Stored data entries:
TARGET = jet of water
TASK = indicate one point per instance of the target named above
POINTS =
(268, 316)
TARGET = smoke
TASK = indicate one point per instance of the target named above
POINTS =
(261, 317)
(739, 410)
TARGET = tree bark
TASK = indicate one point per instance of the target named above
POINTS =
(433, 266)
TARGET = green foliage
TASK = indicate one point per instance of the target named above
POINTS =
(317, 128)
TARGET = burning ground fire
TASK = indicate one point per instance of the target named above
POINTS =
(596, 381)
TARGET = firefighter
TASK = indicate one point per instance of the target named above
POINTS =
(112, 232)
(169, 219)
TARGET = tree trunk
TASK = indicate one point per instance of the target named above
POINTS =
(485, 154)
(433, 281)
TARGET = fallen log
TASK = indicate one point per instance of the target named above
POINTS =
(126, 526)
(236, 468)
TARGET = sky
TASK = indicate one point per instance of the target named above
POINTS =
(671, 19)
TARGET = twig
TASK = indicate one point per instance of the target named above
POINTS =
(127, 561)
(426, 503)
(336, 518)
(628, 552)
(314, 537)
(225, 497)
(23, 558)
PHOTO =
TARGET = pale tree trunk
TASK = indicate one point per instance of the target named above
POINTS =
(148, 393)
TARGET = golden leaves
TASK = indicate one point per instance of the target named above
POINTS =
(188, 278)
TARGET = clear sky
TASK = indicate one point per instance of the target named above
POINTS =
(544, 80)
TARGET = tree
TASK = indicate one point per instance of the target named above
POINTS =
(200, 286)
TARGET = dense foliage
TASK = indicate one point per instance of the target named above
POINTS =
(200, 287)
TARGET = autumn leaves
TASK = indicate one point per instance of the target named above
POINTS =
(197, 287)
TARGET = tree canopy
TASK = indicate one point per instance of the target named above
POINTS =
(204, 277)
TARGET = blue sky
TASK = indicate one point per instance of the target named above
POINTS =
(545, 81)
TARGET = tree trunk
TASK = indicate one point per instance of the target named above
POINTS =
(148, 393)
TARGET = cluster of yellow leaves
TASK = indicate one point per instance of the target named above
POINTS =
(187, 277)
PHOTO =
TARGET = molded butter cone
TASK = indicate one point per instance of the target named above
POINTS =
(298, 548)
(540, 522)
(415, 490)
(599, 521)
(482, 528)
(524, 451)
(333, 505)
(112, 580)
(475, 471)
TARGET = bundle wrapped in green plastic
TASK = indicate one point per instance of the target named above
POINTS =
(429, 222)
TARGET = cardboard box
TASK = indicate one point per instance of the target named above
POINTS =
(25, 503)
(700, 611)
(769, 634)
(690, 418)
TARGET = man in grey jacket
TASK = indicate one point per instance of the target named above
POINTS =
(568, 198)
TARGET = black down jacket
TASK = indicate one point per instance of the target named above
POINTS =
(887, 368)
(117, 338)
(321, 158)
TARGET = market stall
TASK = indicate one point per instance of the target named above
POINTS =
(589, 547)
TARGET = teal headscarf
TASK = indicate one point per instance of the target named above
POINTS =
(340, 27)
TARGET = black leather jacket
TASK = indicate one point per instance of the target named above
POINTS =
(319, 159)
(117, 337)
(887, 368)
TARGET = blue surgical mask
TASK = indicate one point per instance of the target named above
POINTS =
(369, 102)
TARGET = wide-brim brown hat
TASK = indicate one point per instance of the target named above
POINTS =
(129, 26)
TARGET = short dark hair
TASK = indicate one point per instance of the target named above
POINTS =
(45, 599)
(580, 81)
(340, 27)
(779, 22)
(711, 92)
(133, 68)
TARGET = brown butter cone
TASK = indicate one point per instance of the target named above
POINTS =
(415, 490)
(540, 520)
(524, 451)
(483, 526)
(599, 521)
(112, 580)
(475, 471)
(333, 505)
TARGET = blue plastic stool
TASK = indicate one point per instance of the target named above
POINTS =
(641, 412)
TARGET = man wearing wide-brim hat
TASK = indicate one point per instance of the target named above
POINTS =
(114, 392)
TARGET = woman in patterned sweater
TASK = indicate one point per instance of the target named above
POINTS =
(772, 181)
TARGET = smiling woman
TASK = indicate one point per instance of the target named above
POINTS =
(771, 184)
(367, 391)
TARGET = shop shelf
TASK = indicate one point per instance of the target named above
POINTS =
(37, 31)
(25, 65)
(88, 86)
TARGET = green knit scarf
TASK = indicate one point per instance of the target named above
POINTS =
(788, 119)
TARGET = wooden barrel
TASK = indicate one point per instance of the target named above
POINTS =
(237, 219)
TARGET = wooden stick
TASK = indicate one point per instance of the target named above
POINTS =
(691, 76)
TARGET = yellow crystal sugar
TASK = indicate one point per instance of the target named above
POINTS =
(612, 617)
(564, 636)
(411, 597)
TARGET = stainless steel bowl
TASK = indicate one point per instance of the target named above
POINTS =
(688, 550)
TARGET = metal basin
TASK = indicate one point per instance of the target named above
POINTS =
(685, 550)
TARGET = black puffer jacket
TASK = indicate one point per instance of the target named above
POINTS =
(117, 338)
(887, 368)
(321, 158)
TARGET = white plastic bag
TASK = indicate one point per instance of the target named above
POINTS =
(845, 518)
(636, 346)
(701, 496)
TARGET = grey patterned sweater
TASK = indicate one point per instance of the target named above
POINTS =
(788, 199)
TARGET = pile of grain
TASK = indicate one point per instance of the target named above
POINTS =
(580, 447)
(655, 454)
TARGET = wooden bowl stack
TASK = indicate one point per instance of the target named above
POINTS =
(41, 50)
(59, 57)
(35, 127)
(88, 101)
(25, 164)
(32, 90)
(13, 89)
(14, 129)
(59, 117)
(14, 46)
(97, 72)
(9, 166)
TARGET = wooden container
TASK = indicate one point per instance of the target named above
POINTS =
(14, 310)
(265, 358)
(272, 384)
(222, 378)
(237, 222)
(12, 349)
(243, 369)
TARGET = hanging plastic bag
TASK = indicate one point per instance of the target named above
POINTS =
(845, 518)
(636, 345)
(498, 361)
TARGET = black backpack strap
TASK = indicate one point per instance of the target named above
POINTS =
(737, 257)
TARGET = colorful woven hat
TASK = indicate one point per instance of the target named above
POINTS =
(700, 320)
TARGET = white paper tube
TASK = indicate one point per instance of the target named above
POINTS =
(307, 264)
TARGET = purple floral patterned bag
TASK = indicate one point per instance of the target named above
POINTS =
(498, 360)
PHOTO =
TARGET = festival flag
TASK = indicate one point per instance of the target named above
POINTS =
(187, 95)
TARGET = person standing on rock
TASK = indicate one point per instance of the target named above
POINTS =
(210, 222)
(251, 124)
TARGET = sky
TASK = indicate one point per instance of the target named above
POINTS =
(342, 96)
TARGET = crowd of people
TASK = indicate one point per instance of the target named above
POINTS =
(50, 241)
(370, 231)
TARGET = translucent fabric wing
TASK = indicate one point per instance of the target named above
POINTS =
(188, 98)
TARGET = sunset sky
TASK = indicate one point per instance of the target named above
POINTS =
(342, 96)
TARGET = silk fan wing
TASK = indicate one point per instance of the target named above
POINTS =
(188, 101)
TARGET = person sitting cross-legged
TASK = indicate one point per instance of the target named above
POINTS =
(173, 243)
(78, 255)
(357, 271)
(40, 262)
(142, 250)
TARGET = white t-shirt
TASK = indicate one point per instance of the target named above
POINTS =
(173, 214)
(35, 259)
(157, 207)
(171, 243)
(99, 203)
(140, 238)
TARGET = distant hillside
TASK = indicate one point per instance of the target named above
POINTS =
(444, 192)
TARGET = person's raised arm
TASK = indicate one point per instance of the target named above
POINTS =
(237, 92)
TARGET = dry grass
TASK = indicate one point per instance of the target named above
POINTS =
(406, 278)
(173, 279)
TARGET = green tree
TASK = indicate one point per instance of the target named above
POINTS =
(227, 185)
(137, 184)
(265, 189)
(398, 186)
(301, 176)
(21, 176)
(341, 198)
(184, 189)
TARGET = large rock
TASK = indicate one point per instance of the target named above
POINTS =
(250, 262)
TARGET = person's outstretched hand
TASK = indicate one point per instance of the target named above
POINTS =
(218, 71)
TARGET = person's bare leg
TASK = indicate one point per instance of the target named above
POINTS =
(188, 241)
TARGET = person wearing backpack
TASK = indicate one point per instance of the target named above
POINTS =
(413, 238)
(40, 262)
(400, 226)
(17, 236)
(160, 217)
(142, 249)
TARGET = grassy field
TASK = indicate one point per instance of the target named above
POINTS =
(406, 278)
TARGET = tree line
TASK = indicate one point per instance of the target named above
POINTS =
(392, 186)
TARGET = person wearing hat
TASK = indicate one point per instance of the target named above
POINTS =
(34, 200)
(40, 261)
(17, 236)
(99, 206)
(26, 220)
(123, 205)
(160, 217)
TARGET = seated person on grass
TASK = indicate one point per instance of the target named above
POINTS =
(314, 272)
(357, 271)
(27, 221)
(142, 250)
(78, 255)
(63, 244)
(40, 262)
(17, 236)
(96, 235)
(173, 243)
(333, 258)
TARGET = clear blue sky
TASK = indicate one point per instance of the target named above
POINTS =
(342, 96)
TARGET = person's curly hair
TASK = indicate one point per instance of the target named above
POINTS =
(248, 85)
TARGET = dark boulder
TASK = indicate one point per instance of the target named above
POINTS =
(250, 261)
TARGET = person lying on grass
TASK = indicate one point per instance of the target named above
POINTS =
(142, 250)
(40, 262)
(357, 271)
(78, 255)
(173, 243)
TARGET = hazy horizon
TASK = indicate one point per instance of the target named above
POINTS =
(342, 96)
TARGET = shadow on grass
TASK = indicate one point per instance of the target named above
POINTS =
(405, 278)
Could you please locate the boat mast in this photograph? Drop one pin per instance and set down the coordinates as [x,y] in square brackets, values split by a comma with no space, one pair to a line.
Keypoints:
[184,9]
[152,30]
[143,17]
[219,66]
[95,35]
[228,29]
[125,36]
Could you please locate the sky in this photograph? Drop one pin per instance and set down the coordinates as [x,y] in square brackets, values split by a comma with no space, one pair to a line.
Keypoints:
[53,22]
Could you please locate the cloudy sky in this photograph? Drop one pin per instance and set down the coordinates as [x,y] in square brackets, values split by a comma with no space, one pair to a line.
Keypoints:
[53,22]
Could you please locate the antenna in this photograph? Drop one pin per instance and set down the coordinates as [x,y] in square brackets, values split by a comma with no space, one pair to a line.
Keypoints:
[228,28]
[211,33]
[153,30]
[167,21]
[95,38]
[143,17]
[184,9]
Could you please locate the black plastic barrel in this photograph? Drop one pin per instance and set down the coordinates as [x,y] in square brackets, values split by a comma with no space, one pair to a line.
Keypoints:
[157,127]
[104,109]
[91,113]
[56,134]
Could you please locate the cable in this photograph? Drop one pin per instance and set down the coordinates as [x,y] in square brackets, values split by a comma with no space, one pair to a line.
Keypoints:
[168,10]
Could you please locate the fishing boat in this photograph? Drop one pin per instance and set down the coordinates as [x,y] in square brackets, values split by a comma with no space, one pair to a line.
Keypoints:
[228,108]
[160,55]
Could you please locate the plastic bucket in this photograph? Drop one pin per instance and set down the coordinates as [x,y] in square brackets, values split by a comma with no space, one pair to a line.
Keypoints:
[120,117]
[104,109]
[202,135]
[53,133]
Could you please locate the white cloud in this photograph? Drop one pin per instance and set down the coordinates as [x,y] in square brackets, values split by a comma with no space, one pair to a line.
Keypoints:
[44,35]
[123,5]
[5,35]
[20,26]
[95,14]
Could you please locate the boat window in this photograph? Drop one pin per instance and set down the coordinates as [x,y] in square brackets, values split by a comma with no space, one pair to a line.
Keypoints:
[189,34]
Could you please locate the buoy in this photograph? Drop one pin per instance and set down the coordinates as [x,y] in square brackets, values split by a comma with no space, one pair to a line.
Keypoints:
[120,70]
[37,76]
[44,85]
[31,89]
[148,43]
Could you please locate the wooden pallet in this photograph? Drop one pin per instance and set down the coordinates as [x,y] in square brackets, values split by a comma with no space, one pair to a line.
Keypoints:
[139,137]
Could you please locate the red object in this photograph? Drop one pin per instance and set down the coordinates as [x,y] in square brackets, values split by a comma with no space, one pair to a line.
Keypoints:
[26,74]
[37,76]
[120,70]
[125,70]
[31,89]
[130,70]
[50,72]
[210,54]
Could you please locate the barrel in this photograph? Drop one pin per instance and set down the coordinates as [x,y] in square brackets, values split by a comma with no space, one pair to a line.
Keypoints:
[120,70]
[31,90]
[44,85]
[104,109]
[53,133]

What to work on:
Reproduce the lines starting at the line containing "Could you please locate the barrel" and ending at the close of the records, swapping "barrel" for "drum" and leaving all else unchanged.

Output of the task:
Could you please locate the drum in this photograph? Drop one pin per instance and set down the coordinates as [x,y] in square brackets, values split by a comma with no space, one pair to a line.
Keypoints:
[120,70]
[31,90]
[44,85]
[104,109]
[53,133]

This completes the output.